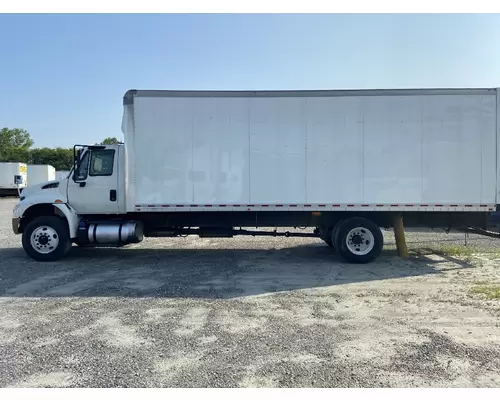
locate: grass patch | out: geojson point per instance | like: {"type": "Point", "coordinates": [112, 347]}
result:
{"type": "Point", "coordinates": [491, 292]}
{"type": "Point", "coordinates": [452, 251]}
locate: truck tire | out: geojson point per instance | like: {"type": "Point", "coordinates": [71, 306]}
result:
{"type": "Point", "coordinates": [46, 238]}
{"type": "Point", "coordinates": [358, 240]}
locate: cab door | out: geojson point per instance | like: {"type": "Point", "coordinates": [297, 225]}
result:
{"type": "Point", "coordinates": [93, 188]}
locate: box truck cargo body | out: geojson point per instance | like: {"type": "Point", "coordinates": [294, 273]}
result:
{"type": "Point", "coordinates": [342, 162]}
{"type": "Point", "coordinates": [38, 173]}
{"type": "Point", "coordinates": [13, 178]}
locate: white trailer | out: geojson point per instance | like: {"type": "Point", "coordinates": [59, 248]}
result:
{"type": "Point", "coordinates": [13, 178]}
{"type": "Point", "coordinates": [40, 173]}
{"type": "Point", "coordinates": [62, 174]}
{"type": "Point", "coordinates": [343, 162]}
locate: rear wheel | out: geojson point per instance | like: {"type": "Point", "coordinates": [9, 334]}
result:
{"type": "Point", "coordinates": [358, 240]}
{"type": "Point", "coordinates": [46, 238]}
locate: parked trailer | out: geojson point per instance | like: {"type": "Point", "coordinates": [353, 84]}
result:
{"type": "Point", "coordinates": [215, 163]}
{"type": "Point", "coordinates": [13, 178]}
{"type": "Point", "coordinates": [40, 173]}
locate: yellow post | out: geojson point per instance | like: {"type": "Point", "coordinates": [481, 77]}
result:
{"type": "Point", "coordinates": [399, 235]}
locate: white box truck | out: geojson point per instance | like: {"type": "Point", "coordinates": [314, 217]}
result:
{"type": "Point", "coordinates": [13, 178]}
{"type": "Point", "coordinates": [40, 173]}
{"type": "Point", "coordinates": [212, 163]}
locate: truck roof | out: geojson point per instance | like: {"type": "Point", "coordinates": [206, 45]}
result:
{"type": "Point", "coordinates": [129, 96]}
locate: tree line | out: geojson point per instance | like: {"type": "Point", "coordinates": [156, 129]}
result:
{"type": "Point", "coordinates": [16, 145]}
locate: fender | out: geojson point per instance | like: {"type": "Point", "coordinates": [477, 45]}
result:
{"type": "Point", "coordinates": [71, 217]}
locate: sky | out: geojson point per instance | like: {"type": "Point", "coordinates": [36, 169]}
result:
{"type": "Point", "coordinates": [63, 76]}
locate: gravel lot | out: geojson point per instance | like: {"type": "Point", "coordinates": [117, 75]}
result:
{"type": "Point", "coordinates": [249, 312]}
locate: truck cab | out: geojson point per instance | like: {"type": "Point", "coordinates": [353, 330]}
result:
{"type": "Point", "coordinates": [53, 215]}
{"type": "Point", "coordinates": [96, 184]}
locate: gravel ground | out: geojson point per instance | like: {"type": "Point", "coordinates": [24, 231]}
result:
{"type": "Point", "coordinates": [249, 312]}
:::
Copy the part of the data that opens with the line containing "locate: gravel lot" and runs through the end of the data, swapping "result" for "answer" wherever it appears and changing nothing else.

§ **Task answer**:
locate: gravel lot | out: geojson point per instance | like: {"type": "Point", "coordinates": [117, 75]}
answer:
{"type": "Point", "coordinates": [249, 312]}
locate: truck cab | out: geojson point per instance | like: {"type": "Point", "coordinates": [353, 330]}
answer:
{"type": "Point", "coordinates": [53, 215]}
{"type": "Point", "coordinates": [96, 184]}
locate: gravel ground | out: geojson point per instance | like: {"type": "Point", "coordinates": [24, 231]}
answer:
{"type": "Point", "coordinates": [249, 312]}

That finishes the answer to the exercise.